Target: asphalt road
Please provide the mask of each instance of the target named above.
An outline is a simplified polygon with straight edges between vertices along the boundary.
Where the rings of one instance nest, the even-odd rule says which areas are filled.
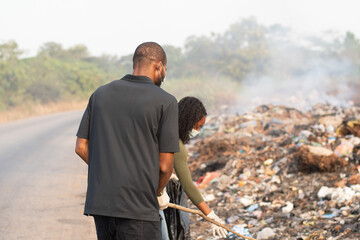
[[[74,151],[81,116],[0,124],[0,239],[96,239],[83,215],[87,165]]]

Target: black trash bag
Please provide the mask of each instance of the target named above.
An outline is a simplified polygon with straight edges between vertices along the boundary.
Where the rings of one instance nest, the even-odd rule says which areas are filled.
[[[186,194],[179,180],[170,179],[166,191],[171,203],[187,207]],[[170,240],[190,240],[189,213],[168,207],[164,210],[164,215]]]

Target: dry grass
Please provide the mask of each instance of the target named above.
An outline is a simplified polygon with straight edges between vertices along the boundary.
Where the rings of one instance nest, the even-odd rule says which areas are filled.
[[[167,81],[162,87],[178,101],[186,96],[199,98],[208,113],[214,114],[226,105],[234,105],[241,86],[229,79],[184,78]]]
[[[224,105],[233,105],[239,92],[238,83],[228,79],[174,79],[174,81],[166,82],[162,88],[173,94],[178,100],[185,96],[200,98],[208,109],[208,113],[216,113]],[[87,102],[87,100],[73,100],[45,105],[25,103],[23,106],[0,112],[0,123],[51,113],[85,109]]]
[[[11,122],[19,119],[42,116],[51,113],[66,112],[85,109],[87,101],[59,102],[48,104],[33,104],[30,106],[16,107],[0,112],[0,123]]]

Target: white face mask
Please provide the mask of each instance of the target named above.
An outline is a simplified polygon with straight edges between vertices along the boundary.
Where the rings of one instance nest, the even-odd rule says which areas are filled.
[[[200,133],[200,131],[198,131],[198,130],[196,130],[196,129],[193,129],[193,130],[191,130],[191,132],[190,132],[190,138],[194,138],[194,137],[196,137],[197,135],[199,135],[199,133]]]

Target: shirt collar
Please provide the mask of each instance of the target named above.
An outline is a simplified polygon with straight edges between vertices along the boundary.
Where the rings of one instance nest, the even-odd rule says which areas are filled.
[[[136,81],[136,82],[154,84],[153,80],[151,80],[151,78],[149,78],[147,76],[135,76],[135,75],[132,75],[132,74],[127,74],[122,79],[127,80],[127,81]]]

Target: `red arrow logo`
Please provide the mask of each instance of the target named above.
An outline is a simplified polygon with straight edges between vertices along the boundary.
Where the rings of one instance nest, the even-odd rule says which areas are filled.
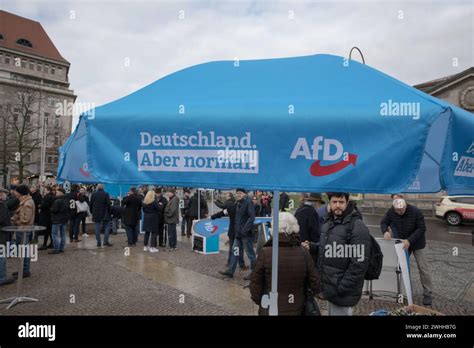
[[[82,167],[79,169],[79,171],[81,172],[82,175],[84,175],[87,178],[90,176],[89,172],[86,172]]]
[[[212,229],[211,234],[216,233],[217,229],[218,229],[218,227],[217,227],[217,226],[214,226],[214,228]]]
[[[343,170],[346,168],[349,164],[352,164],[353,166],[356,165],[357,162],[357,155],[350,153],[349,154],[349,160],[348,161],[339,161],[334,164],[330,164],[328,166],[322,166],[320,163],[320,160],[315,161],[311,167],[309,168],[309,172],[311,173],[312,176],[325,176],[329,174],[336,173],[340,170]]]

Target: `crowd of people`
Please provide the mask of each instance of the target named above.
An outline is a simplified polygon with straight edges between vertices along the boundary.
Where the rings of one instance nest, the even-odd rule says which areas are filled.
[[[125,227],[127,247],[138,243],[140,225],[144,231],[143,250],[150,253],[177,249],[177,230],[181,221],[181,236],[191,238],[193,221],[210,217],[229,218],[229,251],[227,264],[219,273],[234,277],[237,266],[250,280],[252,300],[259,305],[259,314],[268,315],[262,297],[271,290],[272,242],[270,238],[256,250],[258,216],[272,215],[273,197],[263,191],[249,195],[244,188],[225,193],[225,200],[215,204],[221,211],[209,216],[206,197],[199,190],[192,193],[183,189],[178,198],[175,188],[130,188],[121,201],[112,199],[99,184],[93,192],[73,184],[69,192],[60,186],[38,188],[18,185],[10,190],[0,189],[0,229],[9,226],[45,226],[40,250],[51,249],[49,254],[65,251],[66,230],[69,242],[80,242],[79,232],[87,236],[86,218],[94,224],[97,247],[110,247],[109,235],[117,233],[119,221]],[[320,193],[303,193],[301,205],[292,214],[290,199],[280,195],[279,205],[279,272],[278,308],[280,315],[308,314],[315,306],[314,296],[328,302],[329,315],[351,315],[352,308],[362,296],[364,280],[373,262],[374,240],[362,219],[355,202],[348,193],[329,192],[323,199]],[[381,220],[385,239],[401,239],[403,247],[413,253],[423,285],[423,304],[431,305],[433,285],[423,253],[425,221],[421,211],[407,204],[400,194],[393,195],[393,206]],[[180,220],[181,215],[181,220]],[[143,221],[141,221],[143,219]],[[81,229],[82,225],[82,229]],[[102,240],[103,233],[103,240]],[[0,233],[0,244],[21,244],[23,234]],[[27,242],[33,236],[26,234]],[[49,243],[48,243],[49,242]],[[375,242],[376,243],[376,242]],[[168,247],[166,247],[168,244]],[[330,248],[358,246],[362,255],[328,253]],[[347,249],[346,249],[347,250]],[[245,264],[244,255],[250,262]],[[18,273],[8,276],[6,259],[0,257],[0,286],[15,281]],[[30,276],[30,260],[25,257],[23,277]],[[317,307],[317,305],[316,305]]]

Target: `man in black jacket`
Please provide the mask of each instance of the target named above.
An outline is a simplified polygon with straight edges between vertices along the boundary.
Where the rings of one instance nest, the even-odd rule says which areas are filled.
[[[66,223],[70,217],[69,198],[64,195],[64,190],[56,190],[56,199],[51,206],[51,237],[54,249],[48,254],[59,254],[64,252],[66,246]]]
[[[107,192],[104,191],[104,185],[98,184],[97,191],[95,191],[91,196],[90,211],[92,213],[92,221],[95,225],[95,238],[97,240],[97,247],[102,246],[102,241],[100,238],[100,225],[105,224],[104,228],[104,245],[112,246],[109,243],[109,233],[110,233],[110,196]]]
[[[245,251],[250,260],[250,269],[255,267],[255,251],[253,250],[252,229],[255,221],[255,207],[247,196],[247,191],[243,188],[237,189],[237,209],[235,212],[235,239],[232,245],[230,265],[227,270],[219,273],[225,277],[232,278],[240,257]],[[244,277],[244,280],[250,280],[250,274]]]
[[[80,242],[79,223],[80,217],[77,215],[76,201],[79,197],[79,185],[72,184],[71,192],[66,194],[69,204],[69,242]]]
[[[8,190],[0,188],[0,229],[10,226],[10,213],[7,208],[7,194]],[[0,230],[0,245],[7,249],[8,233]],[[7,259],[6,255],[0,255],[0,286],[13,283],[15,278],[7,277]]]
[[[230,258],[232,255],[232,246],[234,245],[235,239],[235,212],[237,209],[237,205],[235,204],[234,195],[232,192],[226,193],[226,201],[221,202],[220,200],[216,201],[216,205],[221,208],[222,210],[218,213],[215,213],[211,216],[211,219],[218,219],[224,216],[229,217],[229,230],[227,231],[227,236],[229,237],[229,256],[227,257],[227,266],[230,265]],[[248,266],[245,265],[244,262],[244,254],[239,254],[239,267],[242,270],[248,269]]]
[[[184,190],[183,196],[183,207],[181,208],[181,235],[186,235],[186,223],[188,221],[188,213],[189,213],[189,191]]]
[[[188,215],[188,230],[186,236],[188,238],[191,237],[191,230],[193,228],[193,221],[196,219],[205,219],[207,214],[209,213],[209,208],[207,207],[207,202],[204,196],[199,192],[199,199],[198,199],[198,192],[197,190],[194,195],[189,200],[189,215]],[[199,201],[199,208],[198,208],[198,201]],[[198,213],[199,211],[199,213]]]
[[[290,206],[290,197],[286,192],[280,193],[280,211],[288,211]]]
[[[319,214],[316,211],[318,197],[314,193],[303,193],[301,195],[301,206],[296,210],[295,217],[300,226],[299,237],[302,242],[313,242],[319,244],[321,235]],[[316,265],[316,255],[313,257]]]
[[[328,192],[330,212],[323,225],[318,252],[320,294],[329,315],[352,315],[361,296],[369,265],[370,234],[349,194]],[[316,243],[302,243],[315,253]]]
[[[138,242],[137,231],[142,213],[142,197],[135,187],[130,188],[122,204],[125,207],[122,212],[122,221],[127,231],[128,246],[135,246]]]
[[[165,240],[165,208],[168,200],[163,195],[161,187],[155,188],[156,200],[158,201],[158,245],[166,247]]]
[[[402,239],[403,248],[408,250],[410,255],[411,253],[415,255],[423,286],[423,305],[431,306],[433,283],[428,260],[423,250],[426,245],[425,217],[420,209],[407,204],[402,195],[392,195],[392,197],[394,198],[393,206],[380,222],[380,228],[385,239],[390,240],[392,237]]]
[[[46,186],[43,193],[44,197],[43,201],[41,202],[41,209],[39,212],[39,224],[46,227],[46,230],[44,231],[43,235],[43,246],[39,248],[39,250],[52,248],[53,245],[53,238],[51,237],[51,207],[53,206],[56,196],[53,194],[51,186]],[[48,245],[49,237],[51,237],[51,242]]]

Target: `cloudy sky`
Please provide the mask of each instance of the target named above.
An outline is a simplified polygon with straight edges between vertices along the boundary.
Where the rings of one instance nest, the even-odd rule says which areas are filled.
[[[408,84],[474,65],[474,0],[0,0],[42,23],[77,102],[101,105],[213,60],[347,56]],[[356,56],[356,59],[359,59]]]

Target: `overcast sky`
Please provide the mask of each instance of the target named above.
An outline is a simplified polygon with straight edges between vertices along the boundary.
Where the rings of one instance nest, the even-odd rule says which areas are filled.
[[[77,102],[97,106],[213,60],[347,56],[358,46],[367,64],[411,85],[474,65],[474,0],[0,4],[43,25],[71,63]]]

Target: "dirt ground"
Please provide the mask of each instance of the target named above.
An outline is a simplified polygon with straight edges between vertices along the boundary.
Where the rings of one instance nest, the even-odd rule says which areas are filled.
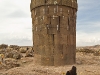
[[[23,57],[18,62],[20,67],[1,69],[0,75],[65,75],[73,66],[40,66],[34,57]],[[74,66],[77,67],[77,75],[100,75],[100,56],[77,52]]]

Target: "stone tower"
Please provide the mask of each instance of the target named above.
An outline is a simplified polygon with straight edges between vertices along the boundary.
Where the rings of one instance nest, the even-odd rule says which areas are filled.
[[[33,47],[41,65],[74,64],[77,0],[31,0]]]

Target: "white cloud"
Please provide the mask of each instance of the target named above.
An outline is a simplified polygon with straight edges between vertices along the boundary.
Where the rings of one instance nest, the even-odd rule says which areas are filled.
[[[0,0],[0,44],[32,45],[30,0]]]
[[[77,32],[76,40],[77,46],[87,46],[87,45],[96,45],[100,44],[100,32],[86,33],[86,32]]]
[[[100,44],[100,22],[78,21],[76,38],[77,46],[89,46]]]

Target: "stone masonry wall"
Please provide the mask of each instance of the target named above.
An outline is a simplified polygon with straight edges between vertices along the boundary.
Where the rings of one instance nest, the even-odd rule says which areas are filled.
[[[77,0],[31,0],[35,54],[40,64],[75,63]]]

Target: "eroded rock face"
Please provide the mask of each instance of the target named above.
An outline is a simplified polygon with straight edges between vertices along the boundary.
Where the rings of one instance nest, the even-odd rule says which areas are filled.
[[[33,56],[34,56],[33,55],[33,50],[32,49],[27,50],[25,57],[33,57]]]

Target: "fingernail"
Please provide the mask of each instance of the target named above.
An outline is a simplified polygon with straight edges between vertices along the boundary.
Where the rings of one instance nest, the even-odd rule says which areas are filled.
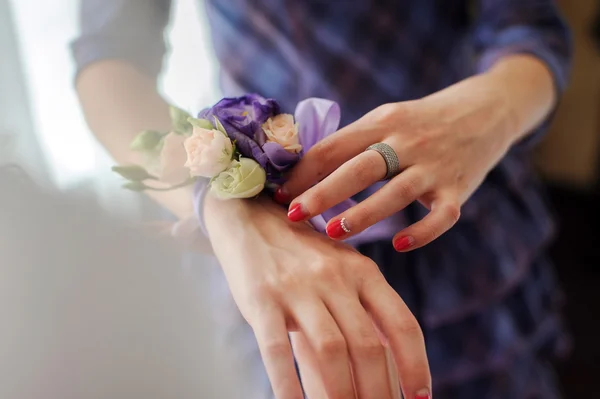
[[[348,227],[346,218],[342,218],[329,223],[325,231],[331,238],[340,238],[350,233],[350,228]]]
[[[412,247],[415,243],[415,239],[411,236],[400,237],[394,241],[394,248],[396,251],[405,251],[408,248]]]
[[[417,395],[415,396],[415,399],[431,399],[431,395],[429,394],[429,390],[428,389],[421,389],[419,392],[417,392]]]
[[[285,188],[279,187],[277,190],[275,190],[273,199],[278,204],[282,204],[282,205],[289,204],[290,203],[290,194],[286,191]]]
[[[296,204],[288,211],[288,219],[292,222],[299,222],[306,219],[307,216],[306,212],[302,209],[302,204]]]

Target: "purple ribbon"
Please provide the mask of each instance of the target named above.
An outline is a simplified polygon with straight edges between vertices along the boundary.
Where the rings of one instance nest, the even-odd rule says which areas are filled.
[[[299,124],[300,144],[304,151],[309,150],[325,137],[335,133],[338,130],[341,119],[340,106],[331,100],[322,98],[309,98],[296,107],[296,121]],[[370,191],[377,190],[382,183],[373,186]],[[327,223],[346,210],[350,209],[357,202],[352,199],[346,199],[341,203],[329,208],[322,214],[310,219],[314,228],[320,232],[325,232]],[[358,245],[364,242],[377,240],[388,240],[394,234],[404,227],[405,223],[400,214],[385,219],[361,233],[346,240],[347,243]]]

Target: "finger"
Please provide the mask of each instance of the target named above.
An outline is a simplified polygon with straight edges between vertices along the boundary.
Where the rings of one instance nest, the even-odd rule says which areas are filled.
[[[325,137],[294,166],[281,188],[281,195],[290,199],[297,197],[379,139],[360,120]]]
[[[396,251],[404,252],[429,244],[450,230],[460,218],[460,205],[455,199],[439,199],[423,219],[396,234],[392,240]]]
[[[301,207],[305,219],[319,215],[381,180],[386,171],[379,153],[363,151],[294,199],[290,210]]]
[[[420,172],[419,168],[410,167],[364,201],[330,220],[327,235],[334,239],[346,239],[360,233],[416,201],[431,189],[431,185],[430,177]]]
[[[325,304],[346,339],[358,397],[391,399],[385,348],[358,297],[336,291]]]
[[[363,284],[361,302],[387,337],[405,398],[431,397],[431,374],[421,328],[383,276]]]
[[[373,321],[373,326],[375,327],[375,331],[377,332],[377,336],[381,341],[381,344],[385,348],[385,358],[387,360],[387,368],[388,368],[388,379],[390,382],[390,392],[392,393],[393,399],[402,399],[402,392],[400,390],[400,380],[398,379],[398,369],[396,368],[396,363],[394,362],[394,355],[390,351],[390,344],[388,342],[387,337],[381,332],[381,328],[375,323],[372,319],[372,315],[369,315],[371,320]]]
[[[275,397],[303,399],[283,315],[277,311],[261,313],[260,319],[252,323],[252,328]]]
[[[302,332],[290,333],[294,355],[298,362],[304,394],[310,399],[327,398],[327,390],[321,378],[315,352]]]
[[[387,359],[388,378],[390,381],[390,392],[393,399],[402,399],[402,390],[400,389],[400,380],[398,379],[398,369],[394,361],[394,355],[388,346],[385,347],[385,357]]]
[[[346,341],[322,302],[298,301],[296,322],[311,344],[329,398],[354,398]]]

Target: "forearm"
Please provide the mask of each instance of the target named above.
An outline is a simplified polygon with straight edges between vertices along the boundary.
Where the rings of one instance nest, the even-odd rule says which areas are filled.
[[[485,75],[507,105],[506,134],[511,145],[535,129],[558,100],[550,70],[534,56],[508,56]]]
[[[455,119],[479,123],[490,143],[506,149],[525,137],[549,114],[557,101],[552,74],[530,55],[510,55],[487,72],[458,82],[431,95],[432,100],[455,104],[477,104],[485,118],[471,118],[470,107],[453,107]],[[468,128],[468,126],[466,126]]]
[[[281,228],[286,226],[294,228],[294,225],[287,219],[285,208],[265,195],[255,199],[226,201],[207,195],[204,201],[204,220],[211,241],[231,240],[233,235],[236,236],[236,239],[242,240],[244,235],[253,234],[249,230],[254,225],[260,225],[263,222],[277,221],[276,223]]]
[[[119,164],[143,162],[129,149],[140,131],[170,127],[168,105],[156,83],[126,62],[103,61],[85,68],[77,92],[90,129]],[[192,187],[148,195],[179,218],[193,214]]]

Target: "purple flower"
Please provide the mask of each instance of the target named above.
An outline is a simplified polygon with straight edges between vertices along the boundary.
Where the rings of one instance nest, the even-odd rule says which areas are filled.
[[[280,113],[277,101],[266,99],[258,94],[247,94],[242,97],[224,98],[212,108],[200,111],[198,118],[208,119],[214,123],[217,117],[223,124],[227,134],[243,133],[251,139],[258,140],[262,124],[272,116]]]
[[[280,113],[277,101],[265,99],[258,94],[224,98],[212,108],[200,112],[198,118],[214,123],[217,117],[236,148],[247,158],[258,162],[267,172],[271,183],[283,183],[283,173],[300,159],[277,143],[267,142],[262,125]]]

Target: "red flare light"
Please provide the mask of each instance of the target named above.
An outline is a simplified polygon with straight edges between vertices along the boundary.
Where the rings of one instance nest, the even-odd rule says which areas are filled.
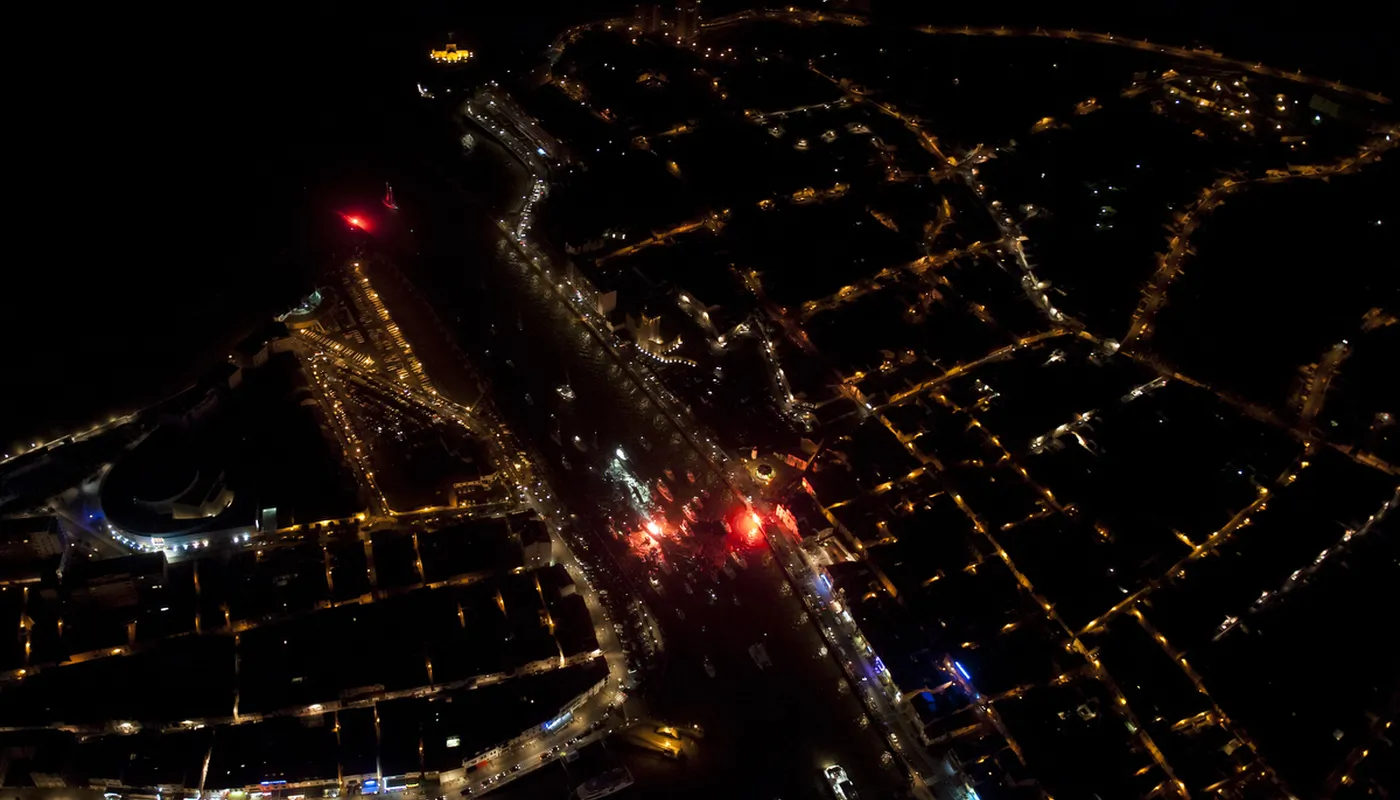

◆ ◆ ◆ ◆ ◆

Please go through the data above and copy each line that has the word "face".

Target: white face mask
Target: "eroded rock face"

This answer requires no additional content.